# What is required
Could you copy the lines below exactly, leaving none out?

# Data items
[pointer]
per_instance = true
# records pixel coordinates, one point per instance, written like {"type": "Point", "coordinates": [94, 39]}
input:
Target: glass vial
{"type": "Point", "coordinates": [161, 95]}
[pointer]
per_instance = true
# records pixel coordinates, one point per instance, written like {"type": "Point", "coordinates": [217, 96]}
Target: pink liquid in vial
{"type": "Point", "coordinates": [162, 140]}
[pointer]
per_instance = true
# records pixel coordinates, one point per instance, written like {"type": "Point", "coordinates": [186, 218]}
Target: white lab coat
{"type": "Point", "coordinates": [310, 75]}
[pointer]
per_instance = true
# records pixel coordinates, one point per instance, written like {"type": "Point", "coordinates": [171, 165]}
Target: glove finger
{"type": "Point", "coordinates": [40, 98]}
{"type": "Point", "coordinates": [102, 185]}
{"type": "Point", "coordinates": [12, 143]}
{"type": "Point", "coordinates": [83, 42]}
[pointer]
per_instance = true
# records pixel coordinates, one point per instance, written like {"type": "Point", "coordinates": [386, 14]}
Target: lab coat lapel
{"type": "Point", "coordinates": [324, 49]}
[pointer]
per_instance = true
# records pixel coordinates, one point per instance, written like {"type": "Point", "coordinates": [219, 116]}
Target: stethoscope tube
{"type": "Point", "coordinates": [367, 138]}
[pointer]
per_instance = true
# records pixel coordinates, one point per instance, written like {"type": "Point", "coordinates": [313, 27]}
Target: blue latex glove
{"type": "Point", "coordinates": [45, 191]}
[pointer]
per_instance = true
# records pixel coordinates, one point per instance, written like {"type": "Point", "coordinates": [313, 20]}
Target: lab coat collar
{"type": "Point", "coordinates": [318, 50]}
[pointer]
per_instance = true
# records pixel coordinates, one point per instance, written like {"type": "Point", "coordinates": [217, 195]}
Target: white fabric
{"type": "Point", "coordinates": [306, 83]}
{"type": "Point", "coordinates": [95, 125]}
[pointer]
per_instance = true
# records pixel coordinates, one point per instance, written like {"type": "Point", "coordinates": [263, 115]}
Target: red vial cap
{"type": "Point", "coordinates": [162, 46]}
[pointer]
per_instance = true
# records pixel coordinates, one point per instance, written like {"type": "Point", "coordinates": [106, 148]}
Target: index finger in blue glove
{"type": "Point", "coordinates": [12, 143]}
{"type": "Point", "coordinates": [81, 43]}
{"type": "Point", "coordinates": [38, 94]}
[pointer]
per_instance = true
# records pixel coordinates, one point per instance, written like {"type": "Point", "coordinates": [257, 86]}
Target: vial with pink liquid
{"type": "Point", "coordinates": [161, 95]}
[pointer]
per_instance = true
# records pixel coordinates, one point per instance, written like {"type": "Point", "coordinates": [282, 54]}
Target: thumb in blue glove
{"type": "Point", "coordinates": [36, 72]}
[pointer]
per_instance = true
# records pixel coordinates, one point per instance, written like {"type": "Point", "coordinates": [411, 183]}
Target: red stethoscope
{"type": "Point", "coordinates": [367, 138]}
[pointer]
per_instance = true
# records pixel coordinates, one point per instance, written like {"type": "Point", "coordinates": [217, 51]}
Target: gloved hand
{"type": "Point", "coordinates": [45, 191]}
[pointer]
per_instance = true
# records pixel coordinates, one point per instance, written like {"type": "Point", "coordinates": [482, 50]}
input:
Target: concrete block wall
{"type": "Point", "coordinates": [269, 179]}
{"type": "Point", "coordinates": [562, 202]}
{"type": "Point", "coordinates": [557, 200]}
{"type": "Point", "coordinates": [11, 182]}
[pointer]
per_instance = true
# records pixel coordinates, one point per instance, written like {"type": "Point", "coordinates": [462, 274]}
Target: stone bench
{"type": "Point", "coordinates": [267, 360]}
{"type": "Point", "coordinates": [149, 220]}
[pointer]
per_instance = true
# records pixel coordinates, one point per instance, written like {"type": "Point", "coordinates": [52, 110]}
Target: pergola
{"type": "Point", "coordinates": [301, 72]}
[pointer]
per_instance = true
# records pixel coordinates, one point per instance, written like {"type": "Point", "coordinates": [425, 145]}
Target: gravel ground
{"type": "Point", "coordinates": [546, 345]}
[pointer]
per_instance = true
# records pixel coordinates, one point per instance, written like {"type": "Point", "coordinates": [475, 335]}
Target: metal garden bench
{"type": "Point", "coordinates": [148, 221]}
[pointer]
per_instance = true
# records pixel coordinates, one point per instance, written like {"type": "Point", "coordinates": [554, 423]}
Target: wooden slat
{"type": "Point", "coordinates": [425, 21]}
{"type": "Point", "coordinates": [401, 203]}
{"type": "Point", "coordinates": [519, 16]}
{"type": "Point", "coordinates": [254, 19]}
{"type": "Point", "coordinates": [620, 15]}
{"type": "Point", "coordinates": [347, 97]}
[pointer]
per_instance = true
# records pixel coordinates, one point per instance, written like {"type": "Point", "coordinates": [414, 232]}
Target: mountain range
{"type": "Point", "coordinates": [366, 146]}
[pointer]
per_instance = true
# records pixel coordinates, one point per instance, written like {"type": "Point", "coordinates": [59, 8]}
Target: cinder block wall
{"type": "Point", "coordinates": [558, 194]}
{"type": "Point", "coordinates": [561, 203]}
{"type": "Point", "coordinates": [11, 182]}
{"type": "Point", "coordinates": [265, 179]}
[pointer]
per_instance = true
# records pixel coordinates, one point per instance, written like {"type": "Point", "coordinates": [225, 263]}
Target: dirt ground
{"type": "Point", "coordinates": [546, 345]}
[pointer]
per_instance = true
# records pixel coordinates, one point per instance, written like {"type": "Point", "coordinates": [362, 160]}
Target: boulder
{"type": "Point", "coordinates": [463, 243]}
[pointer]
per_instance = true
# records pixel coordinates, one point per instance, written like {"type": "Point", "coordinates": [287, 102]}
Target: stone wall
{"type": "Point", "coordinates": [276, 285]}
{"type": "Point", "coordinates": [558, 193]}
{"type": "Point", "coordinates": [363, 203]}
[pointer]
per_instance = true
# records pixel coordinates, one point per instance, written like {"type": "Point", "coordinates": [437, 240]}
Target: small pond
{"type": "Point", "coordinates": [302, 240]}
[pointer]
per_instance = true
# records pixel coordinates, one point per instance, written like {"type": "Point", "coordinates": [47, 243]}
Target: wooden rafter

# Result for this exercise
[pointer]
per_instance = true
# records pixel coordinates, one point per instance, written like {"type": "Point", "coordinates": [94, 39]}
input:
Target: glass vial
{"type": "Point", "coordinates": [161, 95]}
[pointer]
per_instance = true
# records pixel coordinates, one point per instance, written like {"type": "Point", "coordinates": [217, 96]}
Target: pink liquid in vial
{"type": "Point", "coordinates": [162, 140]}
[pointer]
per_instance = true
# records pixel coordinates, one point per instance, written like {"type": "Point", "coordinates": [186, 218]}
Target: white lab coat
{"type": "Point", "coordinates": [310, 75]}
[pointer]
per_instance = true
# records pixel coordinates, one point per instance, written like {"type": "Point", "coordinates": [171, 165]}
Target: glove finger
{"type": "Point", "coordinates": [40, 98]}
{"type": "Point", "coordinates": [102, 185]}
{"type": "Point", "coordinates": [12, 143]}
{"type": "Point", "coordinates": [83, 42]}
[pointer]
per_instance = true
# records pixel coordinates, one point per instance, written like {"type": "Point", "coordinates": [386, 14]}
Target: lab coat lapel
{"type": "Point", "coordinates": [324, 49]}
[pointer]
per_instance = true
# records pixel coordinates, one point per instance, written like {"type": "Point", "coordinates": [219, 116]}
Target: stethoscope tube
{"type": "Point", "coordinates": [367, 138]}
[pointer]
per_instance = true
# records pixel coordinates, one point per instance, written like {"type": "Point", "coordinates": [313, 27]}
Target: blue latex glove
{"type": "Point", "coordinates": [45, 191]}
[pointer]
per_instance = true
# records pixel coordinates, one point per instance, written like {"type": "Point", "coordinates": [313, 20]}
Target: lab coat collar
{"type": "Point", "coordinates": [318, 50]}
[pointer]
per_instance = true
# records pixel coordinates, one point per instance, written like {"type": "Point", "coordinates": [217, 195]}
Target: white fabric
{"type": "Point", "coordinates": [306, 83]}
{"type": "Point", "coordinates": [95, 125]}
[pointer]
per_instance = true
# records pixel coordinates, one point per instance, written like {"type": "Point", "coordinates": [263, 115]}
Target: red vial cap
{"type": "Point", "coordinates": [162, 46]}
[pointer]
per_instance = true
# records pixel coordinates, one point per instance, written like {"type": "Point", "coordinates": [106, 148]}
Target: index finger in blue glove
{"type": "Point", "coordinates": [12, 143]}
{"type": "Point", "coordinates": [81, 43]}
{"type": "Point", "coordinates": [38, 94]}
[pointer]
per_instance = true
# records pixel coordinates, one point per instance, written like {"type": "Point", "coordinates": [257, 86]}
Target: vial with pink liquid
{"type": "Point", "coordinates": [161, 95]}
[pointer]
per_instance = true
# records pixel coordinates, one point per instance, written like {"type": "Point", "coordinates": [282, 54]}
Target: thumb in blue glove
{"type": "Point", "coordinates": [36, 72]}
[pointer]
per_instance = true
# records pixel coordinates, one point per instance, written like {"type": "Point", "coordinates": [411, 183]}
Target: red stethoscope
{"type": "Point", "coordinates": [367, 138]}
[pointer]
per_instance = true
# records pixel coordinates, one point per instance, written like {"type": "Point", "coordinates": [217, 51]}
Target: gloved hand
{"type": "Point", "coordinates": [45, 191]}
[pointer]
per_instance = true
# records pixel coordinates, one point per instance, written like {"type": "Point", "coordinates": [482, 50]}
input:
Target: concrete block wall
{"type": "Point", "coordinates": [269, 179]}
{"type": "Point", "coordinates": [562, 202]}
{"type": "Point", "coordinates": [557, 200]}
{"type": "Point", "coordinates": [11, 182]}
[pointer]
per_instance = true
# records pixel coordinates, one point per instance, written like {"type": "Point", "coordinates": [462, 274]}
Target: stone bench
{"type": "Point", "coordinates": [267, 360]}
{"type": "Point", "coordinates": [149, 220]}
[pointer]
per_instance = true
# records pixel coordinates, one point per instance, written like {"type": "Point", "coordinates": [52, 110]}
Target: pergola
{"type": "Point", "coordinates": [301, 72]}
[pointer]
per_instance = true
# records pixel coordinates, one point per instance, written like {"type": "Point", "coordinates": [425, 145]}
Target: gravel ground
{"type": "Point", "coordinates": [546, 345]}
[pointer]
per_instance = true
# records pixel coordinates, one point per instance, written like {"type": "Point", "coordinates": [475, 335]}
Target: metal garden bench
{"type": "Point", "coordinates": [148, 221]}
[pointer]
per_instance = true
# records pixel coordinates, one point per instance, written like {"type": "Point", "coordinates": [554, 423]}
Target: wooden slat
{"type": "Point", "coordinates": [425, 21]}
{"type": "Point", "coordinates": [401, 203]}
{"type": "Point", "coordinates": [519, 16]}
{"type": "Point", "coordinates": [254, 19]}
{"type": "Point", "coordinates": [620, 15]}
{"type": "Point", "coordinates": [347, 97]}
[pointer]
per_instance = true
# records pixel coordinates, one point per instance, written like {"type": "Point", "coordinates": [414, 232]}
Target: mountain range
{"type": "Point", "coordinates": [366, 146]}
[pointer]
per_instance = true
# records pixel coordinates, one point per instance, written like {"type": "Point", "coordinates": [59, 8]}
Target: cinder block wall
{"type": "Point", "coordinates": [558, 194]}
{"type": "Point", "coordinates": [561, 203]}
{"type": "Point", "coordinates": [11, 182]}
{"type": "Point", "coordinates": [265, 179]}
[pointer]
per_instance = true
# records pixel coordinates, one point per instance, written like {"type": "Point", "coordinates": [225, 263]}
Target: dirt ground
{"type": "Point", "coordinates": [546, 345]}
[pointer]
per_instance = true
# records pixel coordinates, one point per instance, written like {"type": "Point", "coordinates": [362, 160]}
Target: boulder
{"type": "Point", "coordinates": [463, 243]}
[pointer]
per_instance = true
# records pixel coordinates, one point per instance, written like {"type": "Point", "coordinates": [287, 102]}
Target: stone wall
{"type": "Point", "coordinates": [276, 285]}
{"type": "Point", "coordinates": [558, 193]}
{"type": "Point", "coordinates": [363, 203]}
[pointer]
per_instance = true
# records pixel coordinates, one point per instance, written like {"type": "Point", "coordinates": [437, 240]}
Target: small pond
{"type": "Point", "coordinates": [302, 240]}
[pointer]
per_instance = true
# records pixel coordinates, one point per instance, written like {"type": "Point", "coordinates": [47, 243]}
Target: wooden rafter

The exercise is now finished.